◆ **To be done**:
1) According to the developer blog post on reworking the ami(4) driver, how many commands at once can the MegaRAID controller in the author's box at home handle?
2) Continue the developer blog post about reworking the ami(4) driver, starting right after its last sentence.

[start of Passage to read]

OpenBSD Journal

Developer Blog: dlg: making ami(4) better

Contributed by dlg on from the kernel-hackers dept.

I finished a major reworking of the ami(4) driver about two weeks ago, the major goal of which was to streamline the code paths for getting a command from the operating system onto the hardware an off again. I've already described how the paths that commands take on and off the hardware have been split up from one huge, generic, and hairy path into several lightweight and specific paths. However, just this morning marco and I figured out how to improve the interactivity of your system when running with a MegaRAID controller.

ami(4) is a SCSI driver, so its job is to translate requests from the SCSI midlayer (ie, the scsibus driver) in the OpenBSD kernel into commands that go onto the hardware. The scsi midlayer gets requests from sd, which gets requests from the block layer, which gets requests from the filesystem which gets requests from applications running in userspace. The problem here is that userland apps can generated a large number of requests that are eventually turned into a metric buttload of io commands that ami has to deal with. The MegaRAID in my box at home can deal with 126 commands at once, and using iogen (or even find) it isn't hard to generate enough io requests to do just that.

So for the fun of it just imagine that the midlayer is trying to push 126 requests onto ami all at once.

In the old ami code what would happen is that for every command that came into the driver we would busy wait till the hardware was ready to accept a new command, then push it onto the hardware, then return to the midlayer. The midlayer would then immediately issue a new command to ami, which would then busy wait again, and so on. Imagine doing that 126 times in a row.

[end of Passage to read]
[start of Supplied data]

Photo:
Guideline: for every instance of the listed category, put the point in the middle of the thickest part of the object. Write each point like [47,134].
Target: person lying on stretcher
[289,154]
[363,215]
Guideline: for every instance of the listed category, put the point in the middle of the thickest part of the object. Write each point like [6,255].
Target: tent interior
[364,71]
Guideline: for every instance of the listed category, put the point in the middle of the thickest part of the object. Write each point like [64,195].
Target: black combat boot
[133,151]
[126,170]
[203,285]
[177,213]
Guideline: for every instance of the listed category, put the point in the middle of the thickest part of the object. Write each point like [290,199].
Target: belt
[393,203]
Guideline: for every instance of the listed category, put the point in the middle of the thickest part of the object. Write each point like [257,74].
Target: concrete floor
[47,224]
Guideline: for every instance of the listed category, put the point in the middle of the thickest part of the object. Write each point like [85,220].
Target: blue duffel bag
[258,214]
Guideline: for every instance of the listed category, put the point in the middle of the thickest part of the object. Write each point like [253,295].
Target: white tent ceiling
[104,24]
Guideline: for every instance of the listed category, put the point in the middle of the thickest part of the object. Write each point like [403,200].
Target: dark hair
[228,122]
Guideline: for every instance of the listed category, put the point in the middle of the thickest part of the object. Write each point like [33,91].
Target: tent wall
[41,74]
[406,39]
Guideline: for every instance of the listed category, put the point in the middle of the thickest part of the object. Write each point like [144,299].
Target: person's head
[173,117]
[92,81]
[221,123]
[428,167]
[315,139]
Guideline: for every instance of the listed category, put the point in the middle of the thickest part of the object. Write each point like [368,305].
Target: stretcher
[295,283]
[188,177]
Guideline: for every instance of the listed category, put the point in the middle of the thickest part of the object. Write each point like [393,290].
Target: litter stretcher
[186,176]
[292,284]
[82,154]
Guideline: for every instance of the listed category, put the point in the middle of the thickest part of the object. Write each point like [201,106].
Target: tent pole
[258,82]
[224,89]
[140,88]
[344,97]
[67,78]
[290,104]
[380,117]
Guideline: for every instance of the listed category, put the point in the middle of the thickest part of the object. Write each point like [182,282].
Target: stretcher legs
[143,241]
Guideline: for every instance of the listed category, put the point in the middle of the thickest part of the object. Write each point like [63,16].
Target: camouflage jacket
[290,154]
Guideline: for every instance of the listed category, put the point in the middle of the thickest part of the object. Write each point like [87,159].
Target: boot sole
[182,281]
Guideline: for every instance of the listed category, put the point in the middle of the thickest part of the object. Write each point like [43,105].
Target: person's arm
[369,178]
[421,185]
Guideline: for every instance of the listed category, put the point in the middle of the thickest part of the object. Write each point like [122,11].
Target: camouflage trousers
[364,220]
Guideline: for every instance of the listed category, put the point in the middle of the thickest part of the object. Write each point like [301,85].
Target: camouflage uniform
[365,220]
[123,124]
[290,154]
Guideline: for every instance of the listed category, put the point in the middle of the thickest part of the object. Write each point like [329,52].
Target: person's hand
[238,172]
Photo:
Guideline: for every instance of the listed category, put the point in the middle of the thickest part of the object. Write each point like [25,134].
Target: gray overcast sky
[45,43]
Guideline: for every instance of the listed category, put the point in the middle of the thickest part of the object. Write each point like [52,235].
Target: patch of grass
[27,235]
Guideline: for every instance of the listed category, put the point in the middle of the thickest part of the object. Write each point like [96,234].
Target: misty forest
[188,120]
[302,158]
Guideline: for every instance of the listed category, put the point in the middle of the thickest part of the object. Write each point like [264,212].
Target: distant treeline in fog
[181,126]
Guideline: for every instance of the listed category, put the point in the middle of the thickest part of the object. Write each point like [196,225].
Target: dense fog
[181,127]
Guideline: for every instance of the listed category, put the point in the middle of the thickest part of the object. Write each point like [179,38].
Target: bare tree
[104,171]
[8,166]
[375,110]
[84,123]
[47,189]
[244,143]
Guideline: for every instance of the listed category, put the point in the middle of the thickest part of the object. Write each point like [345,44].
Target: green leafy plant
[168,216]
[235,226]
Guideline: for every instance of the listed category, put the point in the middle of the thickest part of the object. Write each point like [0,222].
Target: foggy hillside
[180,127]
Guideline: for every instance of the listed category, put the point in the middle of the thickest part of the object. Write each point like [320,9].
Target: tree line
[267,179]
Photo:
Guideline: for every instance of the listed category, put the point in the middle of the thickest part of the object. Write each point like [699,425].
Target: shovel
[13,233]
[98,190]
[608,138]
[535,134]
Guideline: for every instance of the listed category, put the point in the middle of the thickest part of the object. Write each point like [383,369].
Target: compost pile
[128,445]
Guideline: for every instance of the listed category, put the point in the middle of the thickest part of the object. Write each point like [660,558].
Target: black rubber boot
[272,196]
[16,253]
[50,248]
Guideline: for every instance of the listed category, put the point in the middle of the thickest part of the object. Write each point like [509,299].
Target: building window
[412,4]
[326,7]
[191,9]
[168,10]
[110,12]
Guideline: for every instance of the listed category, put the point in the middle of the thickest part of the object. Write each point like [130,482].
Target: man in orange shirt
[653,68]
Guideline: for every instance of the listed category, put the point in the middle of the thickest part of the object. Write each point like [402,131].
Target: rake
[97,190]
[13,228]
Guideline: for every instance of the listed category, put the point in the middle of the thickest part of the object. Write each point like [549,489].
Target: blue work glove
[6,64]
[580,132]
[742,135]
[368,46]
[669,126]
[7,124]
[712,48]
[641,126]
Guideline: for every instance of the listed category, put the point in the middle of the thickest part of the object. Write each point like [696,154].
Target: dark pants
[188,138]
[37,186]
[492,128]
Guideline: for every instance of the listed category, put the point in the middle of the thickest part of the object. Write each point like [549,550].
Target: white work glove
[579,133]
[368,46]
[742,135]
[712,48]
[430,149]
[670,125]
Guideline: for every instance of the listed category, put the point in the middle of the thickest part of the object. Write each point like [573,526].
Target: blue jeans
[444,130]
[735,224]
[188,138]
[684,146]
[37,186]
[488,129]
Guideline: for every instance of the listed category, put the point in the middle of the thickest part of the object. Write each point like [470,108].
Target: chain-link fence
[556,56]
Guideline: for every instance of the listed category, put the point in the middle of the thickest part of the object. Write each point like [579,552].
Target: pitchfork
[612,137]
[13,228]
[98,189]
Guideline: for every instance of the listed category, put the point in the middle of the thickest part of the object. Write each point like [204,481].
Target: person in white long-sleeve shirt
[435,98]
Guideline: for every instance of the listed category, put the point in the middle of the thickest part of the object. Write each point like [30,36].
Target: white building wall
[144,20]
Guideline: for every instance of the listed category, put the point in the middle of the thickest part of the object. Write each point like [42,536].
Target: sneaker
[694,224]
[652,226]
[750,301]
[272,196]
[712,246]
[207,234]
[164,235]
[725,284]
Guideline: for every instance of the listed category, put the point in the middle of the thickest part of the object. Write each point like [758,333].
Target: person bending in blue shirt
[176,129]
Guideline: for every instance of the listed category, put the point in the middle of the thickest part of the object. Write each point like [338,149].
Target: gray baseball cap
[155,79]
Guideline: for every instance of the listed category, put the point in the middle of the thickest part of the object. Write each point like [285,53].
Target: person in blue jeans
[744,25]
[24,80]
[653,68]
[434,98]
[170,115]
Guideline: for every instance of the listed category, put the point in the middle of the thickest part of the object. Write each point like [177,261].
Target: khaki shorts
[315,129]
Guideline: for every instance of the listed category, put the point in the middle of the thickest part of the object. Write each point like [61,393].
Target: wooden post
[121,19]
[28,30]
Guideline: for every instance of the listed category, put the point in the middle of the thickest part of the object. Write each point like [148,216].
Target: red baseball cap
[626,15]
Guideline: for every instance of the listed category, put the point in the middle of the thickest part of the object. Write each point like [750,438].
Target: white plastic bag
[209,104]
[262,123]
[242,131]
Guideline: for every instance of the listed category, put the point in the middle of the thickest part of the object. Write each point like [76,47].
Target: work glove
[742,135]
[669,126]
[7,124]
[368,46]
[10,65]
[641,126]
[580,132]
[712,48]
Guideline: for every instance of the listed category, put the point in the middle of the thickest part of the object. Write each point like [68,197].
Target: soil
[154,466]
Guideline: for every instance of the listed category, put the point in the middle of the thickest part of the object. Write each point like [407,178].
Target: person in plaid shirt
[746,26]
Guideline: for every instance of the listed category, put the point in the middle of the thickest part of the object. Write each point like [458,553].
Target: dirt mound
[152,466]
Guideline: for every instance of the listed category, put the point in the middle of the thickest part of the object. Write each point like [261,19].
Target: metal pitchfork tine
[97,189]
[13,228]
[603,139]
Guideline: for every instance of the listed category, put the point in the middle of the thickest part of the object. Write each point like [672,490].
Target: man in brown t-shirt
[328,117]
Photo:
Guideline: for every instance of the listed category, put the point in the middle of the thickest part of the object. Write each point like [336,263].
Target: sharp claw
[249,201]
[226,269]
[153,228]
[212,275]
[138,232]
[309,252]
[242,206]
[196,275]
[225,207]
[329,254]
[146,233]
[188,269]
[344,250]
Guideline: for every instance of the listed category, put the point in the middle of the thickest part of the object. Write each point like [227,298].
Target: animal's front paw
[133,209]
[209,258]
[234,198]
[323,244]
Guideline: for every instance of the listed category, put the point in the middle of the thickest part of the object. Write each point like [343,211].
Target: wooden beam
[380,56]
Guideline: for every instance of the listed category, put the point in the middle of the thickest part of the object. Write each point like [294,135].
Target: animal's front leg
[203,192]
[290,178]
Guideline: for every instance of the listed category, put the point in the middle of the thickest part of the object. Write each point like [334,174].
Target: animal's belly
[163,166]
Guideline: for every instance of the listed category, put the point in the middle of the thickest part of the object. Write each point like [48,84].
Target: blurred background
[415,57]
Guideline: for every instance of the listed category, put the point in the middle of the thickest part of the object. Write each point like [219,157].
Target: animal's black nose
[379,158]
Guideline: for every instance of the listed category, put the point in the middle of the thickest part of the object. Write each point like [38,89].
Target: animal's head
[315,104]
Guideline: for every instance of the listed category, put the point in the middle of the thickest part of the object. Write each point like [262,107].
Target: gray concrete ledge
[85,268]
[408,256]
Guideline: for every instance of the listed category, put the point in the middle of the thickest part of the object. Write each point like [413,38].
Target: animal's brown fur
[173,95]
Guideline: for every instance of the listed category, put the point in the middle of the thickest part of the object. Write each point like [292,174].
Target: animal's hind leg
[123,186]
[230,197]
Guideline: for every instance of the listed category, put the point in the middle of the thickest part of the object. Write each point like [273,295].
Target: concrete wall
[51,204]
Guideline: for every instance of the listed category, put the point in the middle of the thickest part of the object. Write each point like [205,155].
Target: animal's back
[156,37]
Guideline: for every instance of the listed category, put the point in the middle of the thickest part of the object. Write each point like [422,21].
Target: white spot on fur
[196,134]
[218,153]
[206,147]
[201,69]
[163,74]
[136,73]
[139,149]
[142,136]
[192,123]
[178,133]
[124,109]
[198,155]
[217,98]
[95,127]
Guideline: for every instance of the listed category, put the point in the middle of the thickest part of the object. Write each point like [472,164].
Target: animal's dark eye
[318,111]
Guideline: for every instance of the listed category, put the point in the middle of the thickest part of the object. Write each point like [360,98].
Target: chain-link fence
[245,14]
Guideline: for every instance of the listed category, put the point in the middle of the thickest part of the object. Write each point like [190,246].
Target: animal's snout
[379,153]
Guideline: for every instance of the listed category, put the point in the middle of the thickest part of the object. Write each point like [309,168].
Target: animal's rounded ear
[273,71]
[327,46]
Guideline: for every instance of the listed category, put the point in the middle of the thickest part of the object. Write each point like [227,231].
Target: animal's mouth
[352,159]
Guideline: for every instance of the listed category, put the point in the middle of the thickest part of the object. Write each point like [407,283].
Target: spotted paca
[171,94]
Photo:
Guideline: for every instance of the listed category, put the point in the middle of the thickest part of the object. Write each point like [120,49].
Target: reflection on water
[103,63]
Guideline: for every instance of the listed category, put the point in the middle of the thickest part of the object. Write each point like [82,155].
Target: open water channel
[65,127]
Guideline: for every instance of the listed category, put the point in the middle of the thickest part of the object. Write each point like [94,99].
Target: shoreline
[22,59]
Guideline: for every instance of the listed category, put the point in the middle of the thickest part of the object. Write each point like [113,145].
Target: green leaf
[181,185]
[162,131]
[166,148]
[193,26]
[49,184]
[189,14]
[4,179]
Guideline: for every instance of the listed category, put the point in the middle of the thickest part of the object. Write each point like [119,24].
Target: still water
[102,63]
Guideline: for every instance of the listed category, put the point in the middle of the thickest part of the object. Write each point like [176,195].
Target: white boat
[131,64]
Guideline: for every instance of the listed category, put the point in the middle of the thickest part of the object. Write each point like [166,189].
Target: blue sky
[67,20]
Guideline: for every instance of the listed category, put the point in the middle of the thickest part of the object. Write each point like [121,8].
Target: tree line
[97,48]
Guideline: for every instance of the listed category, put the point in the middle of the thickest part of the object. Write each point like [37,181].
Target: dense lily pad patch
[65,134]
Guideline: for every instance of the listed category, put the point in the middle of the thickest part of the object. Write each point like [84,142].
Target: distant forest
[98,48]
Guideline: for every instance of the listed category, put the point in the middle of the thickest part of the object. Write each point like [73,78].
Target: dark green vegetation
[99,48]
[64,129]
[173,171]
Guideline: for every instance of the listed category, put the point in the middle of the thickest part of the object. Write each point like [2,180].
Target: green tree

[end of Supplied data]

◆ **Responses by task**:
1) 126 commands at once.

2)
Now realise that all of this is happening in the kernel, meaning that nothing else can run until it's done. The result is that you get these really noticable pauses when ami puts all these commands on the hardware, and the main culprit is the busy waits that ami does while it waits for the hardware to become ready for a new command. In the worst cases I've seen ami lock up the machine for 3 or 4 seconds when this happens.

Getting rid of these busy waits has been the main reason I've been reworking the ami driver. So here is what happens now when the midlayer tries to put the same 126 commands on the hardware.

The new code will take a request from the SCSI midlayer and put it on a worklist. If the hardware is too busy to take that command right now, ami will schedule a timeout to be run at the next tick of the clock interrupt, and try it again from there. After scheduling the timeout it returns to the midlayer which pushes another command into the driver. Each time the midlayer gives ami a command, we just add it to the list and try to put it on the hardware. Eventually, the midlayer will stop giving ami commands and it will return control to the rest of the system.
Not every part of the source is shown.